[begin INPUT FOR THIS TASK]

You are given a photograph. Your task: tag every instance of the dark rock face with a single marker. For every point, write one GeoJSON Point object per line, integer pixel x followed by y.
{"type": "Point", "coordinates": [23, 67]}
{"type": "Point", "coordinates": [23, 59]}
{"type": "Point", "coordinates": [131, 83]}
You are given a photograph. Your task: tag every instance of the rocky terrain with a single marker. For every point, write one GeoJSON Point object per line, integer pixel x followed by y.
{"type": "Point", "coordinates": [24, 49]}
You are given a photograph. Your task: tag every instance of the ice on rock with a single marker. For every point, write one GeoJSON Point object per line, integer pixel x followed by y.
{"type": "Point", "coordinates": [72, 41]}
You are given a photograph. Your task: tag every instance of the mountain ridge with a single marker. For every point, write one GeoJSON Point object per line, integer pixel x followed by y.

[end INPUT FOR THIS TASK]

[YOUR GOAL]: Print again, word for word, the lines from the one containing "ice on rock" through the final line of the rows, both ends included.

[TASK OUTPUT]:
You are given a photograph. Your task: tag every instance of the ice on rock with a single marker. For every point, write one GeoJSON Point object per line, integer pixel x followed by y.
{"type": "Point", "coordinates": [72, 41]}
You are given a photograph. Your task: tag every instance of the mountain ridge with a single marker. For every point, write one GeoJSON Point object per line, integer pixel x followed by y.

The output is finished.